:: EXERCISE AIM ::
Return every line of the data below unchanged, leaving out the pictures.

Annotation data for locating objects
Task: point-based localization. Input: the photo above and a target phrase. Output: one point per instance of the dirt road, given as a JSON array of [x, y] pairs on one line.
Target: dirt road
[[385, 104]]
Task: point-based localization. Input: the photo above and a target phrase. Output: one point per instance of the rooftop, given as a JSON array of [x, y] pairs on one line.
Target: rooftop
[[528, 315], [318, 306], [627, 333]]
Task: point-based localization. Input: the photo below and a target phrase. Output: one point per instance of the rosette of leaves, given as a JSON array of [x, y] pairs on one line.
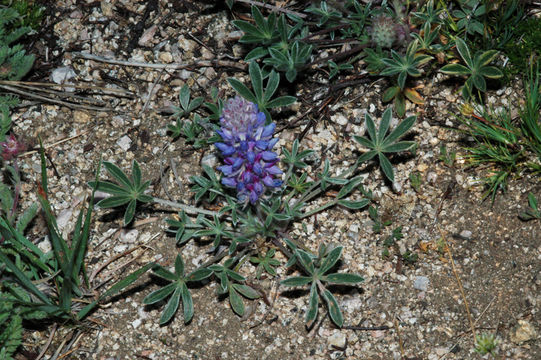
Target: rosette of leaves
[[317, 270], [126, 192], [476, 69], [14, 63], [262, 97], [176, 290], [379, 143], [403, 66], [282, 46]]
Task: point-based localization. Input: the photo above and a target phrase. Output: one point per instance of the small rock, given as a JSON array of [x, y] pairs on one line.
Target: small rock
[[62, 74], [209, 160], [129, 236], [337, 340], [421, 283], [339, 119], [523, 332], [165, 57], [81, 117], [124, 142], [136, 323]]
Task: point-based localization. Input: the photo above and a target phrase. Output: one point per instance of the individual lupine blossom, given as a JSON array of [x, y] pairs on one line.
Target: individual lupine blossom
[[11, 147], [250, 164]]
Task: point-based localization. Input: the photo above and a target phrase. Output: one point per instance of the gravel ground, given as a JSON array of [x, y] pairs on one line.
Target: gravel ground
[[402, 310]]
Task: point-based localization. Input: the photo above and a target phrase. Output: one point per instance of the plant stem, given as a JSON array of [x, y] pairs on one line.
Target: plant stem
[[187, 208]]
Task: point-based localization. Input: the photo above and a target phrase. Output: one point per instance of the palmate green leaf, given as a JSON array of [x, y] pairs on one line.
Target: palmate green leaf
[[130, 212], [296, 281], [179, 266], [164, 273], [313, 304], [242, 90], [117, 173], [364, 141], [108, 187], [160, 294], [399, 131], [400, 104], [113, 201], [330, 260], [384, 125], [479, 82], [236, 302], [343, 279], [485, 58], [184, 97], [491, 72], [272, 84], [285, 100], [371, 128], [455, 69], [399, 146], [199, 274], [390, 93], [24, 280], [464, 52], [247, 291], [256, 53], [306, 260], [354, 205], [171, 307], [116, 288], [334, 309], [367, 156], [257, 80], [386, 166]]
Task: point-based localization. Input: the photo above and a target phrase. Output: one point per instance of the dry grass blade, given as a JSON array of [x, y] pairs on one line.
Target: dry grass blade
[[51, 100], [459, 282]]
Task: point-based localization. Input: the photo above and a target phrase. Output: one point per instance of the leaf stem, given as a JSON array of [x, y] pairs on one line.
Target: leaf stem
[[187, 208]]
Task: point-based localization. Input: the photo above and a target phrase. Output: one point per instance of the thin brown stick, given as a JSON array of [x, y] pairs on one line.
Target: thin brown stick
[[56, 143], [172, 66], [49, 341], [76, 86], [54, 101], [274, 8], [114, 258], [400, 344], [459, 282]]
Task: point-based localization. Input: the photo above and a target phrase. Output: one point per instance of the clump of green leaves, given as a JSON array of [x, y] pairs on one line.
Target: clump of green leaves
[[534, 212], [176, 290], [509, 147], [316, 269], [14, 63], [528, 43], [477, 68], [47, 284], [379, 143], [127, 192], [259, 95], [486, 344]]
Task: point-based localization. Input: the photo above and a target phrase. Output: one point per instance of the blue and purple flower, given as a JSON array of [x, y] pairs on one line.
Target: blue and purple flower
[[250, 163]]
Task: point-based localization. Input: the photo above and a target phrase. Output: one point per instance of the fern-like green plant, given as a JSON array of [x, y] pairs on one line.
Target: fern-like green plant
[[14, 63]]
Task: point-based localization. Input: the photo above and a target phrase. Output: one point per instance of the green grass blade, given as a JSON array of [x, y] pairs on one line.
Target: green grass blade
[[160, 294], [171, 307], [187, 303]]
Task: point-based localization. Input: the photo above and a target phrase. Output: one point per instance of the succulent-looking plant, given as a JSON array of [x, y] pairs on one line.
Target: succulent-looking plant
[[386, 32], [250, 163]]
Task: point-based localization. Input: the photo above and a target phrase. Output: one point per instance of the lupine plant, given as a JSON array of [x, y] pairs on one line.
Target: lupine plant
[[259, 196]]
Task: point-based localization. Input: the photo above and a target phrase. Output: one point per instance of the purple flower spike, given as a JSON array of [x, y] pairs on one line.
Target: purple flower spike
[[246, 147]]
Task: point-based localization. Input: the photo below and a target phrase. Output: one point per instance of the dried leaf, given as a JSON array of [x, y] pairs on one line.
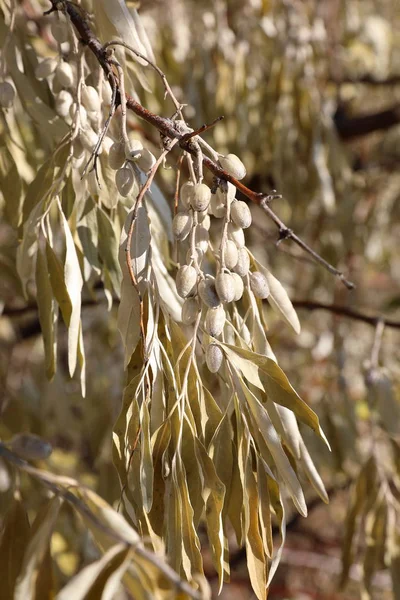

:: RESULT OF THIS EXERCISE ::
Task: point-based localization. Input: the photo above and a target phrase. Output: one point per instance of the dirt road, given as a JSON array of [x, y] pairs on one line.
Target: dirt road
[[385, 104]]
Task: point-based localization. Input: the photo above and a target phrase. Output: one point per instance of the rooftop, given as a JSON array of [x, y] pairs on one line.
Target: rooftop
[[528, 315], [318, 306], [627, 333]]
Task: point-based localization. Input: the photo below and a target phrase. Output: one point per instance of the rosette of leaves, given as a JSON array of [x, y] pairs on one line.
Target: rosette of leaves
[[317, 270], [126, 192], [476, 69], [14, 63], [262, 97], [176, 290], [379, 143], [403, 66], [282, 46]]
Task: point-based localization. Input: the photo above and a target phrase. Output: one point per instance of the small rock, given as a JSON array of [x, y] pairs on one line.
Target: small rock
[[62, 74], [209, 160], [129, 236], [337, 340], [421, 283], [339, 119], [523, 332], [165, 57], [81, 117], [124, 142], [136, 323]]
Task: point-based localization. Input: the photo above and a target phrase. Output: one point per instance of the individual lupine blossom, given as a JSON array of [x, y] pairs on one line.
Target: individual lupine blossom
[[11, 147], [250, 164]]
Task: point-based localization. Input: the photo above and a target phrase. Output: one point per instance of the gravel ground, given as a JSON array of [x, y] pairs on one line.
Target: gravel ground
[[402, 310]]
Task: point-based localization. Input: the photo above and a target phrase. Output: one point per instance of the plant stem, given as a JSON array of [x, y] pairs on one line.
Target: plant stem
[[187, 208]]
Task: point-based localization. Input: the photo above and a target phrase. Output: one point per instance of the palmate green leaf, given as a JSON array of [x, y] pairs on one line.
Target: palmate green leaf
[[130, 212], [296, 281], [179, 266], [164, 273], [313, 304], [242, 90], [117, 173], [364, 141], [108, 187], [160, 294], [399, 131], [400, 104], [113, 201], [330, 260], [384, 125], [479, 82], [236, 302], [343, 279], [485, 58], [184, 97], [491, 72], [272, 84], [285, 100], [371, 128], [455, 69], [399, 146], [199, 274], [390, 93], [24, 280], [464, 52], [247, 291], [256, 53], [306, 260], [354, 205], [171, 307], [116, 288], [334, 309], [367, 156], [257, 80], [386, 166]]
Task: point-based localization. Input: the photo above and a target phrase. Output: one point per instance of the dry grass blade, given as a JSON array of [x, y] pairs on one line.
Target: dry grass blade
[[51, 100], [459, 282]]
Task: point-based localization. Input: the photo above and a target phrase. Output: one point per instance of the leaf stem, given as a JSON array of [x, y] pairs on one line.
Target: leaf stem
[[187, 208]]
Task: point-based localization. Input: the photo above and a target phrase. Output: one point per instance of the thin brown stick, given as a JSON array of [x, y] pairs on one line.
Target: thin brown stick
[[56, 143], [172, 66], [49, 341], [76, 86], [54, 101], [274, 8], [114, 258], [400, 344], [459, 282]]
Task: point-based localization. Input: the photo above and a target phrase. Output: one point per instance of the clump of green leaves, given as a JSON array of [x, y] pairs on one line.
Target: clump of green leaves
[[534, 212], [176, 290], [509, 147], [316, 269], [14, 63], [528, 43], [477, 68], [47, 284], [379, 143], [127, 192], [259, 95], [486, 344]]
Task: point-based localization. Input: the photo above and a target phrase. Output: one point per instance of the blue and purple flower, given as a JSON array of [x, y] pairs on one line.
Target: blue and purple flower
[[250, 163]]
Task: point-based localization. Input: the photo above and a target phrase. Output: one point per instance of the fern-like green plant, given as a JSON array of [x, y] pairs on one line.
Target: fern-like green plant
[[14, 63]]
Task: point-based localization. Input: the photo above and a target phrase. Output: one point per instance of the green grass blade, given as a JSON array of [x, y] pairs on one line.
Target: green grass blade
[[160, 294], [171, 307], [187, 303]]
Task: point-based localization. Input: the photo above and a target phrase. Output: one point per instance of the succulent-looking plant, given as a JSON array of [x, y] pairs on one line.
Target: succulent-looking plant
[[386, 32], [250, 163]]
Task: point-based localization. Input: the photo above and a target phrase. Output: one point per instance of the lupine plant, given as a JSON array of [x, y] pairs on one line.
Target: lupine plant
[[259, 196]]
Task: point-based localization. Input: the photo above and a target phrase. Output: one point per instance of the purple flower spike, given as a JSON array of [x, y] pairs on one line.
Target: purple flower spike
[[246, 147]]
Task: point-based localization. Input: the photo below and a target phrase. Output: one point per instance of the dried leaf, given as a JSON array of [x, y] pairs on one line.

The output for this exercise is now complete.